* Records for this task
* start *
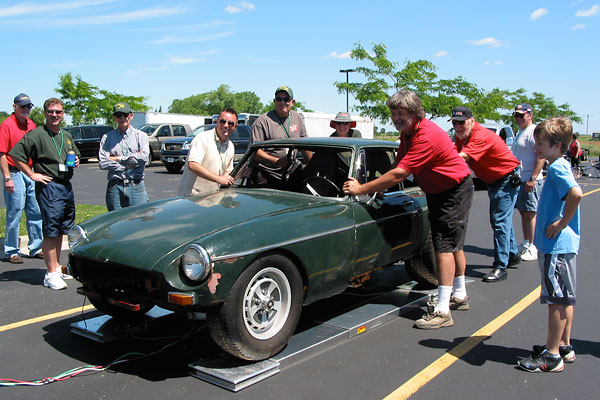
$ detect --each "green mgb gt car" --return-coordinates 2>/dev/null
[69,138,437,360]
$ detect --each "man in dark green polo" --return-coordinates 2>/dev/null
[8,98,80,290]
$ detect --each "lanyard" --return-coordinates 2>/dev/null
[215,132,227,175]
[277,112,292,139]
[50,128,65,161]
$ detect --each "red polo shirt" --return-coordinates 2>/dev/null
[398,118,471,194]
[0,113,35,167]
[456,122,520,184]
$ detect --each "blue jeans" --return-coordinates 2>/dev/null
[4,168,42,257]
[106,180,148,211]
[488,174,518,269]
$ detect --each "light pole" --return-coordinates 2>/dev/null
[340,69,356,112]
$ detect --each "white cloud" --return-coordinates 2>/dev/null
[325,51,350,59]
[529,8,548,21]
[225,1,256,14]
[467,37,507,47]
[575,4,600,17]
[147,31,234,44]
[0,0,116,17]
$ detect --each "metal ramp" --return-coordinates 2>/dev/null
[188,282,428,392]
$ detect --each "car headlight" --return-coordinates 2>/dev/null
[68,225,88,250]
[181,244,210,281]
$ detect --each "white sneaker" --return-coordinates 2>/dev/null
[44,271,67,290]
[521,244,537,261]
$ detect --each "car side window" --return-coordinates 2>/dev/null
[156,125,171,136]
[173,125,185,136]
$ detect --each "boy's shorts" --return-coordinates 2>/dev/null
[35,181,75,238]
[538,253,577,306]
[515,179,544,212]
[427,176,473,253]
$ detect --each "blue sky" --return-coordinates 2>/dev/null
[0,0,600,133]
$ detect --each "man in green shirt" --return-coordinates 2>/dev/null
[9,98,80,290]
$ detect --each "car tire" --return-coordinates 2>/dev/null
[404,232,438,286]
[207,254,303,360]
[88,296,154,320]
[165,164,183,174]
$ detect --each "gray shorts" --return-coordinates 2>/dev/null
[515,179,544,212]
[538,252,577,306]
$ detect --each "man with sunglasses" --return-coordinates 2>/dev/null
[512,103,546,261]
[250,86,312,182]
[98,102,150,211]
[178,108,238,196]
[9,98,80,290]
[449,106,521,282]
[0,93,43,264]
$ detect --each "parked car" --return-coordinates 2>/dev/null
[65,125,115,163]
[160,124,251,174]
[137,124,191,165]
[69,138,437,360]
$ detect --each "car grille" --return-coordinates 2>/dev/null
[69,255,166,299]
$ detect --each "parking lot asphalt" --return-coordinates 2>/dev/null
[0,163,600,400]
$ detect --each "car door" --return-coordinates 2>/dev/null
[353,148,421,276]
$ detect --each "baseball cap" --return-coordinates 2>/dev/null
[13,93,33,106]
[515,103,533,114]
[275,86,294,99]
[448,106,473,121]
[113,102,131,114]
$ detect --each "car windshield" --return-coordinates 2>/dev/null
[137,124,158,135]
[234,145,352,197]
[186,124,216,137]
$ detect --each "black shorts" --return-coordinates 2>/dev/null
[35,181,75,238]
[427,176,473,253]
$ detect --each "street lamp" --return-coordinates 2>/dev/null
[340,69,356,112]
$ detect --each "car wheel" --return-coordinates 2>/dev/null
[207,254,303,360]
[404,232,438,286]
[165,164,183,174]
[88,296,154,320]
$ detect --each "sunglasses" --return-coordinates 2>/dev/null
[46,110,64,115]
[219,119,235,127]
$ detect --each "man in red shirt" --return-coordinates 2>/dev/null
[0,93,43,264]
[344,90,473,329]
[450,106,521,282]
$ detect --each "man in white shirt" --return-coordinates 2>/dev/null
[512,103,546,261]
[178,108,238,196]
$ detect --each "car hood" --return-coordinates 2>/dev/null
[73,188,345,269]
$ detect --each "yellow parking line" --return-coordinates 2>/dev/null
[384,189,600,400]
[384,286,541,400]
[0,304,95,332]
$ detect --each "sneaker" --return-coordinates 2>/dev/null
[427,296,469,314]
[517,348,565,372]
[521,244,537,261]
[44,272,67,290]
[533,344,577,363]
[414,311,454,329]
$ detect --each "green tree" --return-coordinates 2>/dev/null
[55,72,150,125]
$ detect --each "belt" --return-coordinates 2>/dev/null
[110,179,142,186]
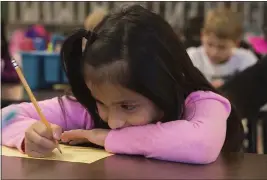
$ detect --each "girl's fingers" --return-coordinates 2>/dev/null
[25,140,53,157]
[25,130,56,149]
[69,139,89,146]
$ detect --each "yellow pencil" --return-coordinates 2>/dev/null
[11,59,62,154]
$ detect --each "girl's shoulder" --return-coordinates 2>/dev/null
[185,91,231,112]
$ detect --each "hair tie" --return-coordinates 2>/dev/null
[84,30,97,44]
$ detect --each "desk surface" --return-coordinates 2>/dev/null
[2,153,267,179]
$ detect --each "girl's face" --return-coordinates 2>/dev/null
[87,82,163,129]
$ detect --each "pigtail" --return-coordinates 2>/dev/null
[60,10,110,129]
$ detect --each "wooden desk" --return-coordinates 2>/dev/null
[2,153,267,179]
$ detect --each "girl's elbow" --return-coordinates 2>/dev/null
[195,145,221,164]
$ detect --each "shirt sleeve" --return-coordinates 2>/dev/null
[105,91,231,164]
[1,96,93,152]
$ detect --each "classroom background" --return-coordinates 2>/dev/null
* end *
* Given problem
Repeat the preceding records precisely, and leave every picture out of the copy.

* Result
$ detect --each "green mgb gt car" --return-coordinates 2>/dev/null
[69,138,437,360]
$ detect --each "man in dark green polo" --return-coordinates 2>/dev/null
[8,98,80,290]
$ detect --each "lanyard" --return-coordinates 2>/dev/null
[215,132,227,175]
[277,112,292,139]
[50,128,65,161]
$ detect --each "red polo shirt" --return-coordinates 2>/dev/null
[398,118,471,194]
[0,113,35,167]
[456,122,520,184]
$ detect --each "blue jeans" --return-coordinates 2>/dev/null
[4,168,42,257]
[106,180,148,211]
[488,174,518,269]
$ detect --each "light pole" --return-coordinates 2>/dev/null
[340,69,356,112]
$ detect --each "white cloud" --return-coordinates 2>/dev/null
[325,51,350,59]
[529,8,548,21]
[225,1,256,14]
[467,37,507,47]
[575,4,600,17]
[147,31,234,44]
[0,0,116,17]
$ detect --each "metal ramp" --return-coordinates 2>/dev/null
[188,282,428,392]
$ detect --each "car headlight" --return-coordinates 2>/dev/null
[68,225,88,250]
[181,244,210,281]
$ detect --each "white sneaker" --return-coordinates 2>/dev/null
[44,271,67,290]
[521,244,537,261]
$ detect --each "car side window" --return-coordinates 2>/dev/null
[156,125,171,136]
[173,125,185,136]
$ detect --each "boy's shorts" --return-coordinates 2>/dev/null
[35,181,75,238]
[538,253,577,306]
[515,179,544,212]
[427,176,473,253]
$ detect --each "blue sky" --return-coordinates 2>/dev/null
[0,0,600,133]
$ detect --each "man in green shirt" --return-coordinates 2>/dev/null
[9,98,80,290]
$ detect --each "car tire" --return-coordinates 2>/dev/null
[404,232,438,286]
[207,254,303,360]
[88,296,154,320]
[165,164,183,174]
$ detect --each "gray shorts" --return-coordinates 2>/dev/null
[515,179,544,212]
[538,252,577,306]
$ detect --each "man with sunglasses" --return-coordinates 2>/dev/null
[512,103,546,261]
[250,86,312,182]
[98,102,150,211]
[178,108,238,196]
[9,98,80,290]
[449,106,521,282]
[0,93,43,264]
$ detect --each "parked car" --return-coordinates 2>/dev/null
[65,125,115,163]
[160,124,251,174]
[137,124,191,165]
[69,138,437,360]
$ detect --each "car grille" --return-coordinates 2>/dev/null
[69,255,166,299]
$ detect --each "parking lot asphalt" --return-coordinates 2>/dev/null
[0,163,600,400]
$ detect --each "car door" --return-coordinates 2>/dev/null
[353,148,421,276]
$ detect --each "baseball cap" --return-coordinates 2>/dev/null
[13,93,33,106]
[515,103,533,114]
[275,86,294,99]
[448,106,473,121]
[113,102,131,114]
$ detect --each "car windshield" --return-coordinates 2>/dev/null
[137,124,158,135]
[234,145,352,197]
[186,124,216,137]
$ detect --each "black shorts" --return-coordinates 2>/dev/null
[35,181,75,238]
[427,176,473,253]
$ detect --each "street lamp" --return-coordinates 2>/dev/null
[340,69,356,112]
$ detect --each "car wheel" --return-coordinates 2>/dev/null
[207,254,303,360]
[404,232,438,286]
[165,164,183,174]
[88,296,154,320]
$ detect --each "sunglasses" --return-coordinates 2>/dev/null
[46,110,64,115]
[219,119,235,127]
$ detect --each "man in red shirt" --return-coordinates 2>/dev/null
[0,93,43,264]
[344,90,473,329]
[450,106,521,282]
$ detect --each "man in white shirt" --return-coordinates 2>/dev/null
[512,103,546,261]
[178,108,238,196]
$ detect --each "car hood" --return-coordinates 2>/dev/null
[73,188,345,269]
$ detect --each "yellow parking line" --return-coordinates 2>/dev/null
[384,189,600,400]
[384,286,541,400]
[0,304,95,332]
$ detect --each "sneaker" --return-coordinates 2>/dev/null
[427,296,469,314]
[517,348,565,372]
[521,244,537,261]
[44,272,67,290]
[533,344,577,363]
[414,311,454,329]
$ detect --each "green tree" --return-coordinates 2>/dev/null
[55,72,150,125]
$ detect --each "belt" --return-coordinates 2>/dev/null
[110,179,142,186]
$ detect --each "girl's fingers" --return-coordinates 2>/dev/null
[25,140,53,157]
[25,130,56,149]
[69,139,89,146]
$ detect --each "yellow pencil" --return-coordinates 2>/dev/null
[11,59,62,154]
$ detect --each "girl's shoulder" --return-coordinates 2>/dev/null
[185,91,231,112]
$ detect --each "hair tie" --return-coordinates 2>/dev/null
[84,30,97,44]
$ detect --each "desk surface" --return-coordinates 2>/dev/null
[2,153,267,179]
$ detect --each "girl's face" --return-coordinates 2>/dev/null
[87,82,163,129]
$ detect --each "pigtail" --return-coordinates 2>/dev/null
[60,10,110,129]
$ detect --each "wooden desk" --return-coordinates 2>/dev/null
[2,153,267,179]
$ detect --each "girl's elbow" --return-coordinates 2>/dev/null
[195,145,221,164]
$ detect --each "shirt sleeve" --return-coordinates 2>/dev/null
[105,91,231,164]
[1,96,93,152]
$ detect --each "classroom background" --return-coordinates 2>/dev/null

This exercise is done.